__TASK__
Everything in the listing should be restated word for word.

--- START OF RECORDS FOR THIS TASK ---

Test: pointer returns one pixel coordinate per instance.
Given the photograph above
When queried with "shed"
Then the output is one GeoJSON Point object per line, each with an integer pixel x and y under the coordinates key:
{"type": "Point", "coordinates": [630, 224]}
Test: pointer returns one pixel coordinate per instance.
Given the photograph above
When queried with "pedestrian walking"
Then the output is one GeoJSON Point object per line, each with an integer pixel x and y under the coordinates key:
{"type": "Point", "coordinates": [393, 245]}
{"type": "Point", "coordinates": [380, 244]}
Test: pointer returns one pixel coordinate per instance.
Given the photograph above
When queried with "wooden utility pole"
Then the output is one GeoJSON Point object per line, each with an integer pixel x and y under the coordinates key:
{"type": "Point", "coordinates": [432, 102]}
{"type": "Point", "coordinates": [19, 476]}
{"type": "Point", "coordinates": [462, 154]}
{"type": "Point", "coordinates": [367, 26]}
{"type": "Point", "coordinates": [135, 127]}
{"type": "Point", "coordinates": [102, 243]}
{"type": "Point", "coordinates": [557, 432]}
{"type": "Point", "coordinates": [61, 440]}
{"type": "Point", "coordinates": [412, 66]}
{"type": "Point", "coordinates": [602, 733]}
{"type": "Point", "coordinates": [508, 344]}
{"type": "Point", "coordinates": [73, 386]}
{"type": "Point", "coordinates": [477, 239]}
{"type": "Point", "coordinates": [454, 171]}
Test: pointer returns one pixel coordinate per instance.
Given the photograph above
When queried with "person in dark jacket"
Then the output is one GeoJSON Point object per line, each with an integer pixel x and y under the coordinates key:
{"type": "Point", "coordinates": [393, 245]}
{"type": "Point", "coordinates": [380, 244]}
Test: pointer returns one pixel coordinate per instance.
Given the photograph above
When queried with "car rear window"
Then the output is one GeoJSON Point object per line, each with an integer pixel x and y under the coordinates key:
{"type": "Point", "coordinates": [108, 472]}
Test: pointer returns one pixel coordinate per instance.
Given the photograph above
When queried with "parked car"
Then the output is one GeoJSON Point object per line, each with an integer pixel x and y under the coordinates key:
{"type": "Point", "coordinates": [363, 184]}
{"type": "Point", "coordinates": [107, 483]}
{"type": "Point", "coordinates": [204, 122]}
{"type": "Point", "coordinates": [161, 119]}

--- END OF RECORDS FOR THIS TASK ---

__REPLY__
Test: pointer returns one pixel coordinate per instance.
Given the photograph above
When queried with "shed"
Then the output is one GeoJSON Point object per line, each with an integer pixel x and y under the coordinates key:
{"type": "Point", "coordinates": [630, 224]}
Test: pointer returns one pixel coordinate per instance.
Given the photograph above
When queried with "pedestrian walking"
Then the output is one GeoJSON Point object per line, each with an integer pixel x and y under the coordinates key:
{"type": "Point", "coordinates": [393, 245]}
{"type": "Point", "coordinates": [380, 244]}
Test: pointer returns one pixel coordinate per instance.
Given the photograph above
When queried with "wooden utility pole"
Then the output is one GeoJSON Point object per line, each with an integer pixel x and y under the coordinates key:
{"type": "Point", "coordinates": [432, 102]}
{"type": "Point", "coordinates": [19, 476]}
{"type": "Point", "coordinates": [462, 154]}
{"type": "Point", "coordinates": [367, 26]}
{"type": "Point", "coordinates": [135, 127]}
{"type": "Point", "coordinates": [102, 243]}
{"type": "Point", "coordinates": [557, 432]}
{"type": "Point", "coordinates": [61, 440]}
{"type": "Point", "coordinates": [412, 66]}
{"type": "Point", "coordinates": [602, 733]}
{"type": "Point", "coordinates": [508, 344]}
{"type": "Point", "coordinates": [73, 386]}
{"type": "Point", "coordinates": [477, 239]}
{"type": "Point", "coordinates": [454, 171]}
Test: pointer returns one pixel coordinate per instance.
Given the photograph above
When queried with "person in dark jacket"
Then the output is one GeoJSON Point object per line, each with an integer pixel x and y under the coordinates key:
{"type": "Point", "coordinates": [393, 245]}
{"type": "Point", "coordinates": [380, 244]}
Test: pointer returns one pixel coordinate per instance.
Given the photograph above
When queried with "car rear window"
Then the output is one GeoJSON Point object per line, each with an integer pixel x and y under the coordinates key:
{"type": "Point", "coordinates": [108, 472]}
Test: pointer returns one pixel coordinate per instance.
Given the photograph above
When queried with "parked car"
Then the output is one GeoJSON Point object per line, each with an integer pixel x and y under the coordinates key:
{"type": "Point", "coordinates": [363, 184]}
{"type": "Point", "coordinates": [107, 483]}
{"type": "Point", "coordinates": [204, 122]}
{"type": "Point", "coordinates": [161, 119]}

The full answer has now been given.